### EXCERPT PROVIDED ###
If you’ve never been to a career fair, the first time you attend can feel overwhelming.
In front of the check-in tables you’ll probably see students forming lines to fill out name tags and pick up event literature. Some students may form clusters with people they know, while other individuals stand by themselves as they look at the literature and try to figure out what to do. You may overhear students asking as they pick up information on the participating companies and organizations, “How does this work? Do I just walk around? Where do I start?”
The Missouri State University Career Center will be hosting a campus-wide career fair on Wednesday, September 25, from noon until 4:00 p.m. in the JQH Arena. All students and alumni from all majors are invited to attend.
Here are some tips to help you navigate a career fair.
What Should I Do BEFORE the Career Fair?
Don’t wait until the last minute to get ready for the career fair. Instead, prepare several days in advance by readying your résumé, selecting your clothes, and researching employers.
Is Your Résumé Ready?
Make sure your résumé has been well developed and proofread. Print it on quality résumé paper, and bring plenty of copies to distribute to employers. If you run out of copies, you may not have easy access to a printer or copier to make more.
Have You Selected Appropriate Attire?
Before employers even speak to you, the first thing they notice is your look. If you’re dressed too casually, you may send the message that you also have a casual attitude about working. Select clothing that is appropriate. Does this mean you should wear a suit? You definitely will see many students wearing suits, but business casual is often acceptable at career fairs. Business casual for this purpose is typically trousers/khakis and shirt with collar (for men) and trousers/skirt and blouse/shirt with collar (for women); NO jeans, NO athletic wear.
The answer depends upon the companies/organizations you’re targeting. If the companies that you’re pursuing are more laid back, then business casual is fine, but if they’re more conservative, then your attire should match.
For female job seekers, don’t wear skirts that are too short or too tight. Avoid tops that are too revealing—exposing too much cleavage or showing your bra/bra straps. In her column, “TV Shows Send Mixed Messages on Workplace Fashion,” (http://goo.gl/xKEkoc) Megan Pearl expresses the importance of finding a balance between wearing the latest trend and dressing the role of a professional.
Career fairs typically demand a lot of walking and standing, so make sure your shoes are comfortable. Stilettos may be more appropriate for a date, and flip-flops are too casual. If your shoes are new, make sure you’ve worn them enough to break them in before you wear them to the career fair.
Do You Know Which Employers Are Attending?
Visit the Career Center’s website (http://careercenter.missouristate.edu/FallCareerFair.htm) to see the list of employers who are planning to attend. You can view their websites and learn about them ahead of time. That way, when you speak with the representatives, you will be knowledgeable of their organization and able to ask educated questions.
What Do I Do When I Arrive at the Career Fair?
The first thing to do when you arrive is to check in at the check-in table, where you can collect a nametag and information on the employers. Try to avoid lugging a backpack with you. Not only does it get in the way, but a backpack disrupts the professional impression you’re trying to make.
Because attending a career fair can be somewhat intimidating, often students want to cling to their friends and approach employers in a herd, but this should be an individual activity. You want to distinguish yourself with the employers you meet. You don’t want to seem fearful or unable to talk to them on your own without the support of your friends.
###
(TASK REQUIREMENTS): Rewrite the career fair text starting with "Before employers even" and going on through "attire should match.", swapping "attire" for "outfit". The records come from a separate source, unrelated to the text on career fairs.
### GIVEN ENTRIES ###
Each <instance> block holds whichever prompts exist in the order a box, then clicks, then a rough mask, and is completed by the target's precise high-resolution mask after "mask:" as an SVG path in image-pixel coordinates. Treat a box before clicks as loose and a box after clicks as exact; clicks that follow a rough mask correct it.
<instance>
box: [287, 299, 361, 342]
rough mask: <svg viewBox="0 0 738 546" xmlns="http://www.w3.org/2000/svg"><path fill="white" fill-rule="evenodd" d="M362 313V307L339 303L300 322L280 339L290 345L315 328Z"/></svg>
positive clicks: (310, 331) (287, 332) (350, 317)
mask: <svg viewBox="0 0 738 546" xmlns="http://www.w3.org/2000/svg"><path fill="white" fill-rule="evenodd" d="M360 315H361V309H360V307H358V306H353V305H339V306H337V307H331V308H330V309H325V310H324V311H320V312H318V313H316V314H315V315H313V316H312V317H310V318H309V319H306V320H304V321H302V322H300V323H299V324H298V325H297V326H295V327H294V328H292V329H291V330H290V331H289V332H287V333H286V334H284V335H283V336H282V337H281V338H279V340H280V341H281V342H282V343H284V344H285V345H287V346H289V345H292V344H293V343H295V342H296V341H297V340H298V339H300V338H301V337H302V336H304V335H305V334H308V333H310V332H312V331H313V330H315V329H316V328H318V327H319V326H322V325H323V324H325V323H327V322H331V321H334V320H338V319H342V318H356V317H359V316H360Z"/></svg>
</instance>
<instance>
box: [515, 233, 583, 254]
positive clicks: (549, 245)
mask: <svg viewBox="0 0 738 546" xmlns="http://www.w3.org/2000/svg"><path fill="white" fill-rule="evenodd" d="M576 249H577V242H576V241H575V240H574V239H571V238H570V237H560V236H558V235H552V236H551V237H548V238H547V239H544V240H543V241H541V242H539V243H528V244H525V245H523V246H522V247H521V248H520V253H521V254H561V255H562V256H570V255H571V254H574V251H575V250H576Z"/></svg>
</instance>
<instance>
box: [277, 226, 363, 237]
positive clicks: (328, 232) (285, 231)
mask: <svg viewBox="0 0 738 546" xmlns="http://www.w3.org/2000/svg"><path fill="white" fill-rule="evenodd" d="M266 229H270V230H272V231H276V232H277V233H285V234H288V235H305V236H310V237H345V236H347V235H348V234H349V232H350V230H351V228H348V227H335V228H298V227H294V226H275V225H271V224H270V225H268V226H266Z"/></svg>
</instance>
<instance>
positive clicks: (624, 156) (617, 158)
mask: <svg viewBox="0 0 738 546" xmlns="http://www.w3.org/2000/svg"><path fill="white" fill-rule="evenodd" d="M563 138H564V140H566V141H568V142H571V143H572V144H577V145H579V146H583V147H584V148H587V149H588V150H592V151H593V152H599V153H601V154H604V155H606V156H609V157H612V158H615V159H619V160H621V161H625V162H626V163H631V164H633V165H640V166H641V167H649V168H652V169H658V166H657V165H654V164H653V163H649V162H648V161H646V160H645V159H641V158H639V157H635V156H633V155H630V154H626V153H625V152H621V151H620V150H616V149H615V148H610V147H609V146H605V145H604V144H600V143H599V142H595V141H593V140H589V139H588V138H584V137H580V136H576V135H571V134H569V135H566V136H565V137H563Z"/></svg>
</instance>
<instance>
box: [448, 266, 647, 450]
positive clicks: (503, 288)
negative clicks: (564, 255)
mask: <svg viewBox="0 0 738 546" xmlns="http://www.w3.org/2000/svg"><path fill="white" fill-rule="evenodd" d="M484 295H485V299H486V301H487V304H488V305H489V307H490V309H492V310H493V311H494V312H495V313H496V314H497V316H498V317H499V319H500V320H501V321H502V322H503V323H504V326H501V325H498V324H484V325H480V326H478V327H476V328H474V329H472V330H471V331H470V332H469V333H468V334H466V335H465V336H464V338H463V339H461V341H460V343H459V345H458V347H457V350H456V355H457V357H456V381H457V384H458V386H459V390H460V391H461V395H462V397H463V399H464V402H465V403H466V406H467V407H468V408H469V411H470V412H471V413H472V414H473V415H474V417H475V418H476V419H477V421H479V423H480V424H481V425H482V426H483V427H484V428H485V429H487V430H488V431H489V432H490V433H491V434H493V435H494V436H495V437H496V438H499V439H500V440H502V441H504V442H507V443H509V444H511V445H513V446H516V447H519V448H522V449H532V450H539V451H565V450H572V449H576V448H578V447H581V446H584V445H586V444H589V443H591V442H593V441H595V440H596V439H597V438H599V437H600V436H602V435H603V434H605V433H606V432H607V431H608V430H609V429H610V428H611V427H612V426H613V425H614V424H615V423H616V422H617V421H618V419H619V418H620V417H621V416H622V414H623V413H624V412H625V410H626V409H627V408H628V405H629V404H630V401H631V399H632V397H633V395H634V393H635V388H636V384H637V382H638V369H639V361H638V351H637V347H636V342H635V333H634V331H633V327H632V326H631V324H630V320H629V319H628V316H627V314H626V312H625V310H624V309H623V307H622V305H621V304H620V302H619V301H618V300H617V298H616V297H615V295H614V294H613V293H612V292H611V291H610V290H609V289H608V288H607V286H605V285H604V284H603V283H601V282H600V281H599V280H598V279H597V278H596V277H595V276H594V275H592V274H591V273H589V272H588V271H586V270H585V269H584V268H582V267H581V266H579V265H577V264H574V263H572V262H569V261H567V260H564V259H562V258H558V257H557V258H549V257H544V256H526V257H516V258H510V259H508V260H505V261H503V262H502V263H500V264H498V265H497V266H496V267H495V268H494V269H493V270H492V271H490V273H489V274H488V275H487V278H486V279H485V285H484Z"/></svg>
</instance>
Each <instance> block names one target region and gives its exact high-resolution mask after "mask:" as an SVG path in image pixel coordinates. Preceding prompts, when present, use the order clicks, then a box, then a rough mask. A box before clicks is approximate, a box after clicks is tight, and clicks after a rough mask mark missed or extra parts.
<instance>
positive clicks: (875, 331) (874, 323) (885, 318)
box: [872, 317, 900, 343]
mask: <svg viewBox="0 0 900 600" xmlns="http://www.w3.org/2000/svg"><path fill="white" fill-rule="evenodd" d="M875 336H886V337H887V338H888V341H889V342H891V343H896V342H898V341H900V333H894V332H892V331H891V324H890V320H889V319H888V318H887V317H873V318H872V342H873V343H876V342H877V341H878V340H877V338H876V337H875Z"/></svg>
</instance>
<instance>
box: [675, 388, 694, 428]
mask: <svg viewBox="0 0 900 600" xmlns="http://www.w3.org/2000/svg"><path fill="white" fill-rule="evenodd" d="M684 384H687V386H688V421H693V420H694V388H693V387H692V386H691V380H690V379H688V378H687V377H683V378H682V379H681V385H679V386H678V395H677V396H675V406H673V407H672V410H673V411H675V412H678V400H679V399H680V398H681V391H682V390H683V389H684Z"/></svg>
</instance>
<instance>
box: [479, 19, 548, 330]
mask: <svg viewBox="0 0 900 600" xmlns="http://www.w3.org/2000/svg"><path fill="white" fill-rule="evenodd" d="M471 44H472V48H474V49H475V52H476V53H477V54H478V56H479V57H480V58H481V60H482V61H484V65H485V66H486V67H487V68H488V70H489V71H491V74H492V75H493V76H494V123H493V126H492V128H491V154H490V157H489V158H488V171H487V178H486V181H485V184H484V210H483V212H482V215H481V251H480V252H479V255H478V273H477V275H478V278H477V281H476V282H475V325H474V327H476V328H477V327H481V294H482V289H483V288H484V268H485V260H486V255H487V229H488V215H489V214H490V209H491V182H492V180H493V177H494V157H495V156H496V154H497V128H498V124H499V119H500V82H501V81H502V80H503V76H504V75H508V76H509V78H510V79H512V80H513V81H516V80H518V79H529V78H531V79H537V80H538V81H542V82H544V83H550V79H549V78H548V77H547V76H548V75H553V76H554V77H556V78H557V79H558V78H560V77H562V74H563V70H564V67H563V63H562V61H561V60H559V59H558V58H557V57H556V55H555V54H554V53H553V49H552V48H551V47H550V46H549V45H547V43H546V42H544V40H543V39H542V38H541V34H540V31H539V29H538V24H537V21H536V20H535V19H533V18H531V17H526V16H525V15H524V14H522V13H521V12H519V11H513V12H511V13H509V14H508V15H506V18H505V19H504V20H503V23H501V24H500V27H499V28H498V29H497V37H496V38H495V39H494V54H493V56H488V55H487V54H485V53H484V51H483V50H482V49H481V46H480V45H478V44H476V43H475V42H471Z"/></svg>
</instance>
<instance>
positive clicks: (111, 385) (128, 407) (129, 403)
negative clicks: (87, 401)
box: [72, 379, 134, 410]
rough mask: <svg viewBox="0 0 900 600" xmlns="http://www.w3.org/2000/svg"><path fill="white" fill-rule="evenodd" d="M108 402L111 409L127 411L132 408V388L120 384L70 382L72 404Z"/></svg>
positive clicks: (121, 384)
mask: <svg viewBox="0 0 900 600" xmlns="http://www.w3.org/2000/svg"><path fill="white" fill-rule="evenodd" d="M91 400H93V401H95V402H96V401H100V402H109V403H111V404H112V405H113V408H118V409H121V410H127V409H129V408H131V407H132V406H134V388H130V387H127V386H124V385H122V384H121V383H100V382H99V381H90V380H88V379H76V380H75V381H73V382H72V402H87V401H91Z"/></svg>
###
(FINAL ANSWER):
Before employers even speak to you, the first thing they notice is your look. If you’re dressed too casually, you may send the message that you also have a casual attitude about working. Select clothing that is appropriate. Does this mean you should wear a suit? You definitely will see many students wearing suits, but business casual is often acceptable at career fairs. Business casual for this purpose is typically trousers/khakis and shirt with collar (for men) and trousers/skirt and blouse/shirt with collar (for women); NO jeans, NO athletic wear.
The answer depends upon the companies/organizations you’re targeting. If the companies that you’re pursuing are more laid back, then business casual is fine, but if they’re more conservative, then your outfit should match.